** WORK TO COMPLETE **
• a. Answer these questions about the opinion piece on school choice:
(i) On what date did it run in the Austin American Statesman?
(ii) Which two car makers' quality does it say ultimately improved?
(iii) In what year was "Capitalism and Freedom" published?
• b. Do these statements agree with the opinion piece on school choice? Answer yes or no for each, and quote the deciding words.
(i) It ran in the Bryan/College Station Eagle a day after it ran in the Austin American Statesman.
(ii) The tuition revenue bonds for university building programs were approved.
(iii) Friedman singled out parental choice as his most important unfinished business.
• c. Could you set down the passage of the opinion piece on school choice starting at "My first encounter" and ending at "to promote it."?

** SELECTED TEXT **
Archive for the 'education' Category

03 2nd, 2007 1:07:37 PM
By cmcgregor

In July of 2005, while I was Chancellor of the Texas A&M University System, I wrote an opinion piece on school choice and competition. It ran in the Austin American Statesman on July 11, 2005, under the title "Competition is good-even for public schools." It ran the next day in the Bryan/College Station Eagle under the title, Schools need choice, competition.

That article is reprinted below:

In my first legislative session as chancellor of The Texas A&M University System, I was so focused on getting "our fair share" of higher education funds that I barely noticed the important effort to introduce choice and competition into Texas public education. The failure of that effort is arguably more detrimental to raising the educational achievement of Texans in the long run than the failure to approve tuition revenue bonds for needed university building programs.

Choice and competition work wonders. It wasn't that long ago that the introduction of high-quality Hondas and Toyotas into the U.S. market not only broadened the choices available to American consumers, but ultimately improved Ford and Chevrolet quality as well.

My first encounter with the idea of school choice and competition was in Milton Friedman's 1962 classic, "Capitalism and Freedom." Friedman has successfully advocated many market-based solutions to public policy problems throughout his distinguished, Nobel Prize-winning career. But in his 90s, he has singled out parental choice as his most important unfinished business and established a foundation to promote it.

** DATA EXTRACT **
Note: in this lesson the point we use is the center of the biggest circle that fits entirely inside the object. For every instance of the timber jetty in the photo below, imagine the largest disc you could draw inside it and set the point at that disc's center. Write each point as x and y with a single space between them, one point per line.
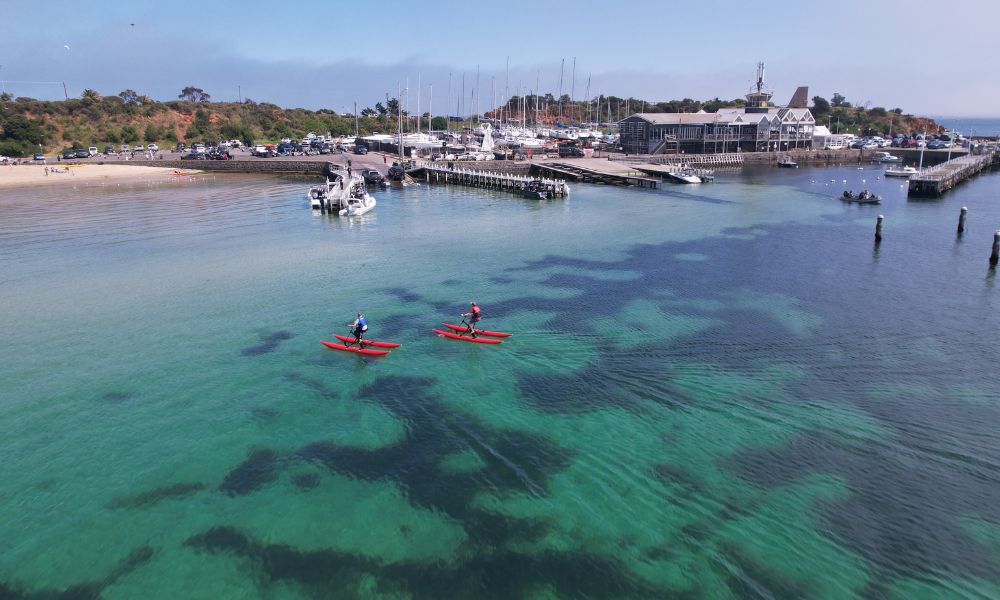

** ANSWERS FOR THIS EXERCISE **
• a.
(i) July 11, 2005
(ii) Ford and Chevrolet
(iii) 1962

• b.
(i) Yes: "It ran the next day in the Bryan/College Station Eagle under the title, Schools need choice, competition."
(ii) No: "the failure to approve tuition revenue bonds for needed university building programs"
(iii) Yes: "he has singled out parental choice as his most important unfinished business"

• c.
My first encounter with the idea of school choice and competition was in Milton Friedman's 1962 classic, "Capitalism and Freedom." Friedman has successfully advocated many market-based solutions to public policy problems throughout his distinguished, Nobel Prize-winning career. But in his 90s, he has singled out parental choice as his most important unfinished business and established a foundation to promote it.